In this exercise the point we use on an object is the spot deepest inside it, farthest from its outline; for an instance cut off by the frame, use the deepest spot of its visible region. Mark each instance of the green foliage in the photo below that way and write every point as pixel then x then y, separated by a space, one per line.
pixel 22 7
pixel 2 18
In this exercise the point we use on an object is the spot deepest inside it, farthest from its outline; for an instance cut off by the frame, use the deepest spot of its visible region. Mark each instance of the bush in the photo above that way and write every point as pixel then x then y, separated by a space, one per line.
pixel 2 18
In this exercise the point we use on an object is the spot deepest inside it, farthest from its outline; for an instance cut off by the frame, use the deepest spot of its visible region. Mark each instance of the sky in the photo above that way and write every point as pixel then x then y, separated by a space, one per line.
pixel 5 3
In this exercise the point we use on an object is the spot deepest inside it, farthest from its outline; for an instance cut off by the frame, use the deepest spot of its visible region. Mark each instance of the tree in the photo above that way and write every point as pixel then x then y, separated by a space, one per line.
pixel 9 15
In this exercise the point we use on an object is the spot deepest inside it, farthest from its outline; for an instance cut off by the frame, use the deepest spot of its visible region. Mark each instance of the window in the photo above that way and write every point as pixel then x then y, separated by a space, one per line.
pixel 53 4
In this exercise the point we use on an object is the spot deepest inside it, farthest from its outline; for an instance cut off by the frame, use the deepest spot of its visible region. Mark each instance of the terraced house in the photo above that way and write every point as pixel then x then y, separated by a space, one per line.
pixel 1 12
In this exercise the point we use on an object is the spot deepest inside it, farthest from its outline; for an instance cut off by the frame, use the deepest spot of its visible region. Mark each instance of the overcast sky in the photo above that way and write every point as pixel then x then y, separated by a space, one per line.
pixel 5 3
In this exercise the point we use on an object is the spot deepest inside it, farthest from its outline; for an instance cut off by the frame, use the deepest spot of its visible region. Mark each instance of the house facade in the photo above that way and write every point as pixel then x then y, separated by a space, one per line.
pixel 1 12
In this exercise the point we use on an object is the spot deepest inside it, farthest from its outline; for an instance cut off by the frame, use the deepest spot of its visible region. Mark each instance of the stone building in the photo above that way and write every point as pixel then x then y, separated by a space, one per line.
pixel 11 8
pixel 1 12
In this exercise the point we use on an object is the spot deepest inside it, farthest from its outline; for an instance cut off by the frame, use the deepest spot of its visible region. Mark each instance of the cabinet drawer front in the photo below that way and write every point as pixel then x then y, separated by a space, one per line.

^^^^

Work instruction: Would you set down every entry again, exactly?

Task answer:
In this exercise the point we use on an object is the spot deepest inside it, farthest from its outline; for an instance cut off by the frame, use the deepest spot of its visible region. Mark each instance of the green foliage in the photo below that way and write every point as pixel then x then y, separated by a space, one per line.
pixel 22 7
pixel 2 18
In this exercise the point we use on an object is the spot deepest inside it, farthest from its outline; for an instance cut off by the frame, use the deepest spot of its visible region. Mark each instance of the bush in the photo above that way and write every point as pixel then x then y, separated by a space, one per line.
pixel 2 18
In this exercise the point we use on an object is the spot deepest inside it, farthest from its outline; for an instance cut off by the frame, use the deepest spot of its visible region. Mark each instance of the sky in the photo above that way and write every point as pixel then x then y, separated by a space, one per line.
pixel 5 3
In this exercise the point we use on an object is the spot deepest inside it, farthest from its outline; for an instance cut off by the frame, use the deepest spot of its visible region. Mark each instance of the tree in the photo above that way and write every point as pixel then x then y, separated by a space, one per line.
pixel 9 15
In this exercise the point we use on an object is the spot deepest inside it, farthest from its outline; for an instance cut off by the frame, use the deepest spot of its visible region. Mark each instance of the window in the photo above that way and write every point as pixel then x then y, separated by a space, one per line.
pixel 53 4
In this exercise the point we use on an object is the spot deepest inside it, farthest from its outline; for an instance cut off by the frame, use the deepest spot of its visible region. Mark each instance of the terraced house in the photo above that way and write every point as pixel then x then y, separated by a space, one per line.
pixel 1 12
In this exercise the point we use on an object is the spot deepest inside it, farthest from its outline; for an instance cut off by the frame, use the deepest spot of its visible region. Mark each instance of the overcast sky in the photo above that way and write every point as pixel then x then y, separated by a space, one per line.
pixel 5 3
In this exercise the point we use on an object is the spot deepest inside it, farthest from its outline; for an instance cut off by the frame, use the deepest spot of its visible region. Mark each instance of the house facade in the photo above that way and write every point as pixel then x then y, separated by a space, one per line.
pixel 1 12
In this exercise the point we use on an object is the spot deepest inside it, farthest from its outline; for an instance cut off by the frame, use the deepest spot of its visible region. Mark each instance of the stone building in the photo above that way and write every point as pixel then x then y, separated by a space, one per line.
pixel 11 8
pixel 1 12
In this exercise the point we use on an object is the spot deepest inside it, farthest from its outline; for an instance cut off by the frame, use the deepest spot of its visible region. Mark each instance of the cabinet drawer front in the photo below that way and write every point as pixel then x then y, separated by a space, one per line.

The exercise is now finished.